TASK INSTRUCTIONS:
Copy out all of the lines below word for word, leaving out the pictures.

INFORMATION PROVIDED:
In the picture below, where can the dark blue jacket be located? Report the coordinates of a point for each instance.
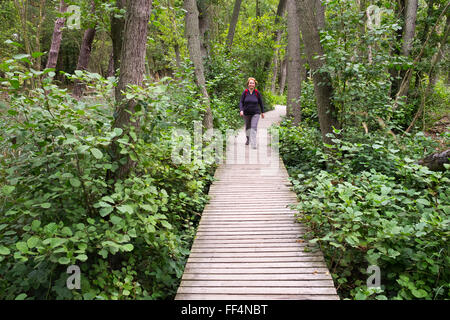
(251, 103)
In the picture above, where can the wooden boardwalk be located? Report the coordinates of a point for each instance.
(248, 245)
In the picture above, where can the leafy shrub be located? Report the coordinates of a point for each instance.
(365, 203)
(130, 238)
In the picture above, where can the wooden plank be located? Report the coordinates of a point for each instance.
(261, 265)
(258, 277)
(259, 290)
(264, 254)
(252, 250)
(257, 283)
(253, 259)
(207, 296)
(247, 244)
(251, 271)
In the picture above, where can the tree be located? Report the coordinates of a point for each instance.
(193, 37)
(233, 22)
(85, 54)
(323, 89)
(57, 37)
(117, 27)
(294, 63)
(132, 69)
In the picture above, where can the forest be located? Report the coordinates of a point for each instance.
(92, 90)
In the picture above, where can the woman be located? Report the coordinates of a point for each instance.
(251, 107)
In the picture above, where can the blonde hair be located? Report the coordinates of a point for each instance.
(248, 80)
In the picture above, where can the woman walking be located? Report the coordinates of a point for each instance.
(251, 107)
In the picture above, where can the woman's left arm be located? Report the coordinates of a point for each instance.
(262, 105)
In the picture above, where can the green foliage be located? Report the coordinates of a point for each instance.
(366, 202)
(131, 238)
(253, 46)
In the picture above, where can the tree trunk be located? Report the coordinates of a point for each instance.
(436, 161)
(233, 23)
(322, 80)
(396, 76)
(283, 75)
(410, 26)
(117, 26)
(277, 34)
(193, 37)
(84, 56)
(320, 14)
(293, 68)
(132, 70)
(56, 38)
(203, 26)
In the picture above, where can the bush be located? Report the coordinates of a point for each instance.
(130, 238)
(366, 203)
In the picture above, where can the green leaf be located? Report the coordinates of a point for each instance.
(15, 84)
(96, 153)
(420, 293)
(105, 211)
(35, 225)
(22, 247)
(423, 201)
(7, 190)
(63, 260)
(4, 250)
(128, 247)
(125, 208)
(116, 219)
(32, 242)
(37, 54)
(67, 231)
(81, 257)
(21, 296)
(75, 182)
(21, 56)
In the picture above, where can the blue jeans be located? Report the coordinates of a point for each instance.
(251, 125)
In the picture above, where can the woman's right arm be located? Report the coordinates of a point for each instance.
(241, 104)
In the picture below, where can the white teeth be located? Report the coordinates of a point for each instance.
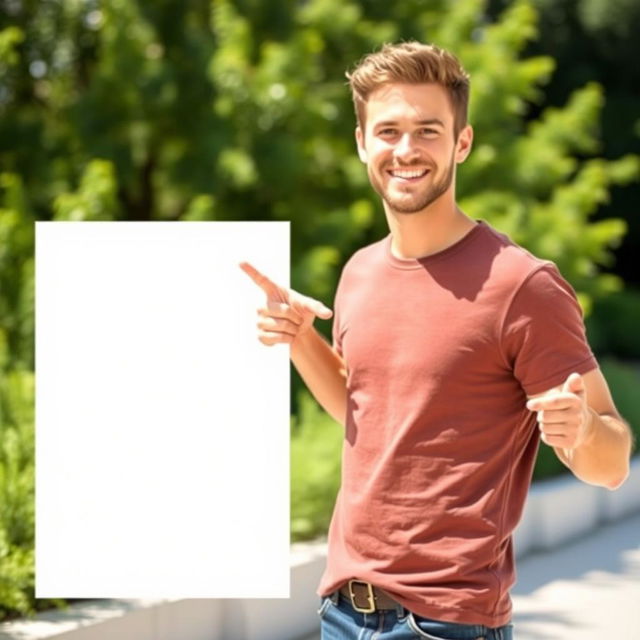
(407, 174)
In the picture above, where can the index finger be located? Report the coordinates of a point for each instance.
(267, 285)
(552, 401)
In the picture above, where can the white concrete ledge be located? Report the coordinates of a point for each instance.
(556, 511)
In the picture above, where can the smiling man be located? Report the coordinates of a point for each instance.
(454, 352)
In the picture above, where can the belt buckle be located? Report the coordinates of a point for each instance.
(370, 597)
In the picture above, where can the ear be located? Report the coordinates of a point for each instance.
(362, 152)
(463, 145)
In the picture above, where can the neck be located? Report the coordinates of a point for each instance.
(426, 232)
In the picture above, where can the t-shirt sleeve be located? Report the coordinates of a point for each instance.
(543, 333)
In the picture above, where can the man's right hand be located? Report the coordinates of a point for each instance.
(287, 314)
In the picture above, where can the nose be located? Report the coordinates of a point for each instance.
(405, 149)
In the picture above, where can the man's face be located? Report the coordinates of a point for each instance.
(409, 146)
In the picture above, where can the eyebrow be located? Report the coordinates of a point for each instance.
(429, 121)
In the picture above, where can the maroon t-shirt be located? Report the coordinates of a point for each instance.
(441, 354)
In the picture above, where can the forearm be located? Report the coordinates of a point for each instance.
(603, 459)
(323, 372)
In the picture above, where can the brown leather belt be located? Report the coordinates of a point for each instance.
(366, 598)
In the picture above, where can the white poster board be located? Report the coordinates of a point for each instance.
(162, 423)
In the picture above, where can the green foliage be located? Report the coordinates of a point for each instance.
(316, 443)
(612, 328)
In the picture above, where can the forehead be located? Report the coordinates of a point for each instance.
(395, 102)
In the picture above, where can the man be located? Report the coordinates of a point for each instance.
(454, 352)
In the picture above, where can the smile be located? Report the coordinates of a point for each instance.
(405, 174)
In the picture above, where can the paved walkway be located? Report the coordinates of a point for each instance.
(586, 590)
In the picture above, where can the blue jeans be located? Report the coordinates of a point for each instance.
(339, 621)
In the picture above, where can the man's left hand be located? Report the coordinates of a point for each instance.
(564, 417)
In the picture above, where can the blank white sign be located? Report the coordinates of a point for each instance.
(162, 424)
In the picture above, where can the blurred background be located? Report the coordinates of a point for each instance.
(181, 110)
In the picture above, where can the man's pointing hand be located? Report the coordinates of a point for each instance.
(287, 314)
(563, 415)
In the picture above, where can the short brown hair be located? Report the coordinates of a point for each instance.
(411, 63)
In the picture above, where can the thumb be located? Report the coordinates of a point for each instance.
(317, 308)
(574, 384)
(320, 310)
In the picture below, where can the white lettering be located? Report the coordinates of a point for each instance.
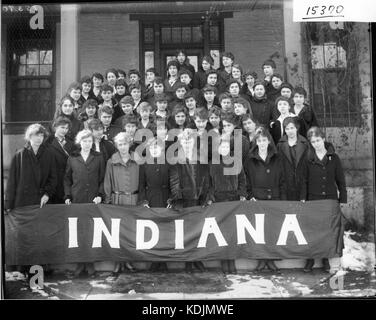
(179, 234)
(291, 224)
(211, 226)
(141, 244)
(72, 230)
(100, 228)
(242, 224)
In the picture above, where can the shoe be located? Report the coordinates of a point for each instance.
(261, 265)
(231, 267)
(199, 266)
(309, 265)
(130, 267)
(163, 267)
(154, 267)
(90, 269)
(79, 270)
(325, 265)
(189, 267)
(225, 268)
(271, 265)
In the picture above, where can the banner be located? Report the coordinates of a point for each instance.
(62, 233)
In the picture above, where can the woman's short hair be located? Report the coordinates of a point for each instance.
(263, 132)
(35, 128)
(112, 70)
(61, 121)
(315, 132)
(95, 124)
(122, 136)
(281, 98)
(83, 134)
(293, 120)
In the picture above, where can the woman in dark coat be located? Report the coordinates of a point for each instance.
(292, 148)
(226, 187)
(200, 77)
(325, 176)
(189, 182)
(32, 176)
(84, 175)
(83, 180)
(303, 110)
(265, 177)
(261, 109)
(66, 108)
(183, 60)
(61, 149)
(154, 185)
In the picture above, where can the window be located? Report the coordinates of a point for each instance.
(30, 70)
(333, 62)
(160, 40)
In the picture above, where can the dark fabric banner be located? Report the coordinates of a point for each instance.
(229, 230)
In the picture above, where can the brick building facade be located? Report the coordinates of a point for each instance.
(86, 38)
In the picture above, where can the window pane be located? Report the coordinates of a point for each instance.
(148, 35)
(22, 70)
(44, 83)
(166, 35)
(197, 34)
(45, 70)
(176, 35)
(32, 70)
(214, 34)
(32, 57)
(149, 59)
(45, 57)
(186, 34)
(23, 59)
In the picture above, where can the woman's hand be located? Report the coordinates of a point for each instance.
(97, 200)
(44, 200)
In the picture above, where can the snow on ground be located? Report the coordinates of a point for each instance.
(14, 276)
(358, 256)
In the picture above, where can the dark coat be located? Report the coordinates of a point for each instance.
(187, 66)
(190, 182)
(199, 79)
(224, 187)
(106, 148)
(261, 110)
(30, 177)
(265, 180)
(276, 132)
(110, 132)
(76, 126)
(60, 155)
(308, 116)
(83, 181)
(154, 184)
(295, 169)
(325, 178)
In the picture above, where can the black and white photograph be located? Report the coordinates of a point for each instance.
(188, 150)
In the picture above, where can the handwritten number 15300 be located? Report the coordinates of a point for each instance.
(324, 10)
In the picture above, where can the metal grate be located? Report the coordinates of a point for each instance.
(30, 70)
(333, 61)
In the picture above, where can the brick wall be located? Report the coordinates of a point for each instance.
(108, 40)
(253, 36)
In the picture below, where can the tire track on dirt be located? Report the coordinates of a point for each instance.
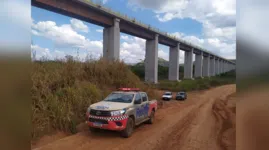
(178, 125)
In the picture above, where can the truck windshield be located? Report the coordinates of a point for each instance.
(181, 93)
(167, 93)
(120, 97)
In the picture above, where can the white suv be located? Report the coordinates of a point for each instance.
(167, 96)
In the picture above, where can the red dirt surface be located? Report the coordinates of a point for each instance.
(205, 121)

TASK RESULT:
In the picture below, where can the dark blue jacket be located? Report the coordinates of a point for each instance.
(251, 103)
In the picture above, where can the wooden boardwalk be located? Report the coordinates of a point for each instance.
(248, 245)
In the picture above, where can the leafy shrub be located? Report the coordinates of a point for each instance.
(365, 203)
(130, 238)
In the picture above, where can the wooden plank be located? Report the coordinates of a point for each instance.
(261, 265)
(258, 277)
(259, 290)
(264, 254)
(252, 250)
(257, 283)
(253, 259)
(207, 296)
(247, 244)
(251, 271)
In the picture above, where can the tree be located? Report the coordinates of a point for each instance.
(193, 37)
(233, 22)
(85, 54)
(323, 89)
(57, 37)
(117, 27)
(294, 63)
(132, 69)
In the picture above, where can the forest be located? Report the coordinates of a point for each instance.
(92, 90)
In the picture above, where can the woman be located? Report the coordinates of a point for each instance.
(251, 107)
In the picture above, where can the blonde hair be located? Report the coordinates of a point for each instance.
(248, 80)
In the picture above, where can the woman walking be located? Report the coordinates of a point for each instance.
(251, 107)
In the picture above, where can the woman's left arm be located? Report the coordinates of a point for each instance.
(262, 105)
In the picture above, where can the green foliage be located? Report the coordinates of a point for each instance.
(366, 202)
(131, 238)
(253, 46)
In the picture above, where can the tree trunk be located? Report the coordinates of a point for each instance.
(436, 161)
(233, 23)
(322, 80)
(396, 76)
(283, 75)
(410, 26)
(117, 26)
(277, 34)
(193, 37)
(84, 56)
(320, 14)
(293, 68)
(132, 70)
(56, 38)
(203, 26)
In the picture above, where can the bush be located? Report the coordinates of a point for each instance.
(130, 238)
(366, 203)
In the picture above, where can the green leaf be located? Report the coordinates of a point for each instance.
(15, 84)
(96, 153)
(420, 293)
(105, 211)
(35, 225)
(22, 247)
(423, 201)
(7, 190)
(63, 260)
(4, 250)
(128, 247)
(125, 208)
(116, 219)
(32, 242)
(37, 54)
(67, 231)
(81, 257)
(21, 296)
(75, 182)
(21, 56)
In the picture above, where can the blue jeans be located? Report the coordinates of a point for each instance.
(251, 125)
In the picture above, where can the woman's right arm be located? Report the coordinates of a point for each instance.
(241, 104)
In the picture below, where can the white teeth be located? Report the coordinates of a point for each instance.
(407, 174)
In the picture above, where can the index finger be located? Report the coordinates of a point for each instance.
(267, 285)
(552, 401)
In the picture above, where can the white concrete ledge be located? Report the coordinates of a point for each instance.
(556, 511)
In the picture above, where can the smiling man be located? Report the coordinates of a point for each instance.
(454, 352)
In the picture above, where can the belt buckle be located? Report the coordinates of a point for each instance.
(370, 597)
In the picture above, where can the ear be located? Report the coordinates of a point for each instance.
(362, 152)
(463, 145)
In the picture above, where can the neck be located? Report the coordinates of a point for each instance.
(426, 232)
In the picture above, where can the t-shirt sleeve be located? Report the coordinates of a point for each instance.
(543, 333)
In the picture above, where can the man's right hand be located? Report the coordinates of a point for each instance.
(287, 314)
In the picture above, where can the nose be located? Report the coordinates of a point for each instance.
(405, 149)
In the picture above, where can the man's face be located? Report the coordinates of a point for each instance.
(409, 146)
In the picture above, where can the eyebrow be located? Report the coordinates of a point for each instance.
(429, 121)
In the picture above, where can the maroon t-shirt be located? Report the coordinates of a point for each instance.
(441, 354)
In the picture above, where can the forearm be located? Report the coordinates of a point for each instance.
(603, 459)
(323, 372)
In the picture above, where can the brown leather belt be located? Report the coordinates of a point for each instance.
(366, 598)
In the picture above, where can the white poster board be located? Report the coordinates of a point for each instance.
(162, 423)
In the picture above, where can the green foliage be located? Report the coordinates of a point for each instance.
(316, 443)
(612, 328)
In the picture above, where can the forehead be located? Report the coordinates of a point for each instance.
(395, 102)
In the picture above, where can the man be located? Report the coordinates of a point for each instance.
(454, 352)
In the picture above, where can the smile be located? Report the coordinates of a point for each instance.
(405, 174)
In the picture above, where can the paved walkway be located? Report the coordinates of a point for each instance.
(586, 590)
In the picture above, where can the blue jeans be located? Report the coordinates of a point for each instance.
(339, 621)
In the picture above, where can the man's left hand be located? Report the coordinates of a point for each instance.
(564, 417)
In the picture above, where can the blank white sign be located? Report the coordinates of a point for each instance.
(162, 424)
In the picture above, where can the blurred background be located? Report the coordinates of a point for each instance.
(181, 110)
In the picture above, where can the man's pointing hand be located? Report the coordinates of a point for each instance.
(287, 314)
(563, 415)
In the picture above, where can the short brown hair be located? Report the coordinates of a point for each instance.
(411, 63)
In the picture above, where can the thumb be located? Report the coordinates of a point for each instance.
(317, 308)
(574, 384)
(320, 310)
In the picture below, where can the white lettering be located? Report the coordinates of a point for each instance.
(179, 234)
(291, 224)
(211, 226)
(141, 244)
(72, 230)
(100, 228)
(242, 224)
In the picture above, where can the shoe be located? Report the coordinates of a point for each instance.
(261, 265)
(231, 267)
(199, 266)
(309, 265)
(130, 267)
(163, 267)
(154, 267)
(90, 269)
(79, 270)
(325, 265)
(189, 267)
(225, 268)
(271, 265)
In the picture above, where can the banner be located? Report the coordinates of a point for each instance.
(62, 233)
In the picture above, where can the woman's short hair be located? Report the coordinates of a point for each instance.
(263, 132)
(35, 128)
(112, 70)
(61, 121)
(315, 132)
(95, 124)
(122, 136)
(281, 98)
(83, 134)
(293, 120)
In the picture above, where can the woman in dark coat be located? Report the coordinates of a point for each instance.
(292, 148)
(226, 187)
(200, 77)
(325, 176)
(189, 182)
(32, 176)
(84, 175)
(83, 180)
(303, 110)
(265, 177)
(261, 109)
(66, 108)
(183, 60)
(61, 149)
(154, 185)
In the picture above, where can the window be located? Report the coordinates of a point for each instance.
(30, 70)
(333, 62)
(160, 40)
In the picture above, where can the dark fabric banner be located? Report the coordinates of a point for each instance.
(229, 230)
In the picture above, where can the brick building facade be located? Report the coordinates of a point for each instance.
(86, 38)
In the picture above, where can the window pane be located? Report the coordinates of a point for each instance.
(148, 35)
(22, 70)
(44, 83)
(166, 35)
(197, 34)
(45, 70)
(176, 35)
(32, 70)
(214, 34)
(32, 57)
(149, 59)
(45, 57)
(186, 34)
(23, 59)
In the picture above, where can the woman's hand be located? Report the coordinates of a point for each instance.
(97, 200)
(44, 200)
In the picture above, where can the snow on ground be located? Report the coordinates of a point for each instance.
(14, 276)
(358, 256)
In the picture above, where can the dark coat be located? Report the coordinates of a point for each instance.
(187, 66)
(190, 182)
(199, 79)
(224, 187)
(106, 148)
(261, 110)
(30, 177)
(265, 180)
(276, 132)
(110, 132)
(76, 126)
(60, 155)
(308, 116)
(83, 181)
(154, 184)
(295, 169)
(325, 178)
In the picture above, where can the black and white photograph be located? Report the coordinates of a point for each instance.
(188, 150)
In the picture above, where can the handwritten number 15300 be located? Report the coordinates of a point for each instance.
(324, 10)
In the picture above, where can the metal grate be located? Report the coordinates of a point for each instance.
(30, 70)
(333, 61)
In the picture above, where can the brick wall be located? Report the coordinates of a point for each instance.
(108, 40)
(253, 36)
In the picture below, where can the tire track on dirt be located? Report the coordinates of a point for each instance.
(178, 125)
In the picture above, where can the truck windshield be located? Report the coordinates of a point for each instance.
(181, 93)
(167, 93)
(120, 97)
In the picture above, where can the white suv be located? Report the coordinates of a point for each instance.
(167, 96)
In the picture above, where can the red dirt surface be located? Report the coordinates of a point for each instance.
(205, 121)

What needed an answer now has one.